■ **Given text**:
· · · · ·

“I love greeting cards, I absolutely adore them,” proclaimed Oliver Tress, owner of the lifestyle retail group Oliver Bonas when he spoke at the GCA’s AGM Conference last October at which he revealed that the retail group card sales were up 11% year on year (https://www.pgbuzz.net/oliver-bonas-greeting-card-sales-are-up-11-like-for-like/) and how a Lucy Maggie card design with the message ‘Shake your tits, it’s your birthday’ was OB’s best seller at that time. However, it was an altogether more serious message Oliver was keen to get across when he appeared on the respected BBC Radio 4 Today programme two days ago (22 July), during which he called for a “radical” rethink of the Business Rates, describing the current system as “clunky, cumbersome and “a real obstacle” for regeneration.
“I am hoping that in the back room they’re coming up with a new plan as bringing rates back at full value is really going to make things difficult and is not going to help the regeneration that’s going to be needed.”
During the four minute slot on the respected BBC news programme, journalist Justin Webb asked about the retailer’s store opening programme, current trading patterns and the likely future scenario.
Confirming that while 54 of Oliver Bonas’ 80+ stores have now re-opened and a few more will open up next week, Olly revealed that it has “got about 20 stores that we haven’t opened at all and don’t know when we will.”
The challenge being that these stores are in locations which have been affected by people working from home, being in office areas or train stations. “For these ones it’s a wait and see policy at the moment,” said Olly.

· · · · ·

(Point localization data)

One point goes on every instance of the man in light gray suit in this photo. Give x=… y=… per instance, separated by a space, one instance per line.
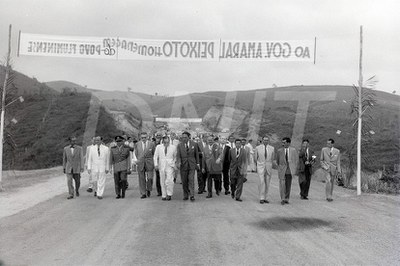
x=286 y=159
x=330 y=157
x=144 y=151
x=73 y=164
x=264 y=156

· · · · ·

■ **Exercise**:
Continue the article about Oliver Bonas and business rates from the point where it stops. The material above has no connection to the article about Oliver Bonas.

■ **Result for this task**:
Of the Oliver Bonas stores that have opened, echoing the experiences of many other card stockists, the most successful ones have been those its “neighbourhood stores”, located close to residential areas. These stores have “bounced back pretty quickly,” said Olly, while generally trade in its stores in city centres and shopping centres has been “pretty modest.”
When pressed as to what the likely size of Oliver Bonas store portfolio is likely to be in the near future, Olly relayed how it is not just a case of handing the keys back on stores they feel are no longer viable.
“We have lease agreements and can’t just walk away from them. We can talk to landlords about a new possible arrangement or I suppose, in the final analysis, could do some kind of restructuring whereby you would be able to walk away from leases, but that’s not in our thinking at the moment,” stressed Olly. Summing up the reality of the situation as well as his hopes, Olly said: “Really it is a case of making the best of what we can from what we’ve got and hoping that more customers start going back to work and will visit the stores that at the moment we’re not able to trade. Perhaps we’ll be carrying a dozen stores that are losing money and it’ll just be a long hard slog for the business.”
You can listen to the interview on the BBC Sounds site for the next few days. The interview starts 20 minutes into the programme.
https://www.bbc.co.uk/sounds/play/m000l0hx
Oliver Bonas has become something of a ‘poster boy’ business. While HSBC has been proud to grant a £3.5 million Coronavirus Business Interruption Loan to the company (https://www.giftsandhome.net/oliver-bonas-secures-3-5m-loan/), the UK government has held up its preparations for trading safely in these Covid-19 times as a great example (https://businesssupport.blog.gov.uk/2020/06/22/oliver-bonas-working-safely/).
Top: Oliver Bonas’ St Albans store is one of the 54 of its shops that are open.